◆ The problem
Rewrite every line of the material from the line with "TARGET = puppy's eye" through the end of the material, requests included. Multiply each point coordinate by 1.6, round to whole numbers with halves going up, and leave the pictures out.

** START **

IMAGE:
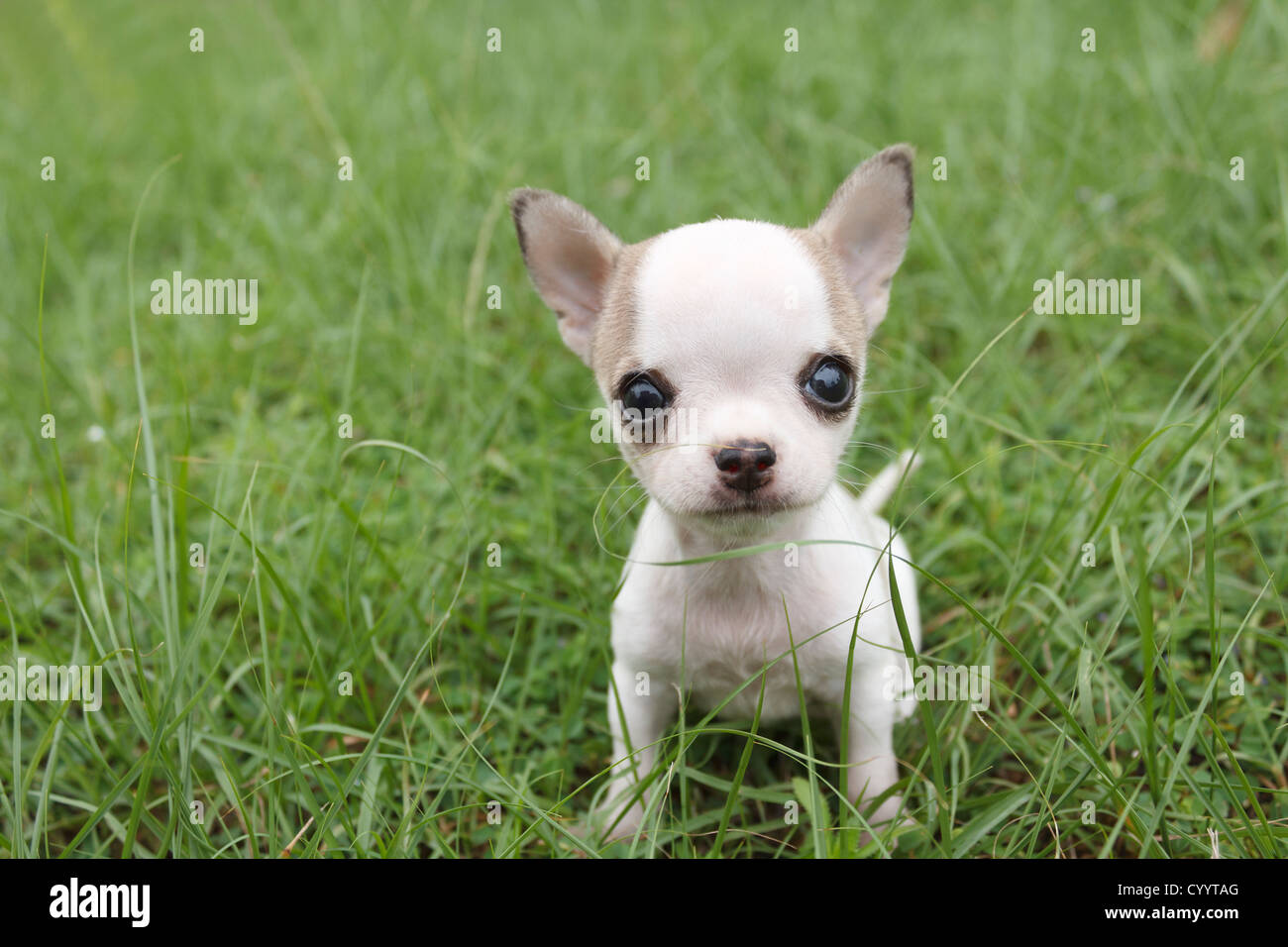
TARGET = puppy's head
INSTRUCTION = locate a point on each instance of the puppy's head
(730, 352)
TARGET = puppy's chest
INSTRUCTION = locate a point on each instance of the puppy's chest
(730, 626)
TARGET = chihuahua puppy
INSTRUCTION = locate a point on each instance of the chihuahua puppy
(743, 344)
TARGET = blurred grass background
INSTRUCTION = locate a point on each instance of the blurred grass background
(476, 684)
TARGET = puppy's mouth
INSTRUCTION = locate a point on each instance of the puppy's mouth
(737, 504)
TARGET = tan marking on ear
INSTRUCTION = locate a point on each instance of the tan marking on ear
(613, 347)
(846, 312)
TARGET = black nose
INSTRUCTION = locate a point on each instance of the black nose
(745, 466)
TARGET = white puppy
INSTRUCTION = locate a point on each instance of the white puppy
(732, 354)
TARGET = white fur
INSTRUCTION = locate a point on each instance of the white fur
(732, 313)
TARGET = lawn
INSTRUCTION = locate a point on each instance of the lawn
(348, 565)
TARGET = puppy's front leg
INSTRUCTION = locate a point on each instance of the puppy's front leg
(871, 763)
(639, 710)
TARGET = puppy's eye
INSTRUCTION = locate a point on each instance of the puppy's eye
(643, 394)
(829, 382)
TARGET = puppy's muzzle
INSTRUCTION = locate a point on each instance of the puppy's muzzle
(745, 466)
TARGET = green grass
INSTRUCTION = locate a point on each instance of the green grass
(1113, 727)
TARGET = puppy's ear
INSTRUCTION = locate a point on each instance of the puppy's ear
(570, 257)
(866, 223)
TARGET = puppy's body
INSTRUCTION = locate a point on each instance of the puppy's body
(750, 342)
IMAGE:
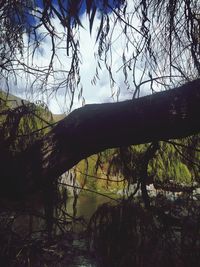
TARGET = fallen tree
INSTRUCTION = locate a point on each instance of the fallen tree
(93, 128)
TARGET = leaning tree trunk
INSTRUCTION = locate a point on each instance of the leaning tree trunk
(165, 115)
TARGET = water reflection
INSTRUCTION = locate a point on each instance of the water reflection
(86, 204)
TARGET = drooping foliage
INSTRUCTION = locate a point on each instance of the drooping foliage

** END **

◆ Solution
TARGET = puppy's eye
INSTRUCTION = locate a point on each instance of the puppy's eye
(1029, 630)
(1326, 611)
TARGET = puppy's muzzle
INSTRUCTION = locate a point on each instance of the puppy's muzzle
(1192, 746)
TARGET = green grass
INSTRUCTION = locate a point on each instance of the green grass
(1781, 1163)
TARGET = puppy's ear
INSTRUCTION = locate a point on each instance of the puppy's ear
(912, 411)
(1386, 357)
TARGET = puppy's body
INSTRUCTION = locate a point on each instance of the puppy's body
(1200, 547)
IMAGE:
TARGET = fallen tree
INSTRUCTION = locate a point on each instance of the fallen tree
(149, 205)
TARGET = leaning tree trunk
INSTRUCTION = locate a point on each instance of the leaning tree trunk
(264, 184)
TARGET = water reflection
INSTRUCTION = locate a point on each instance of the water reflection
(138, 326)
TARGET = drooping foliage
INSTRUCTION = locate a point on each instance of the drooping foliage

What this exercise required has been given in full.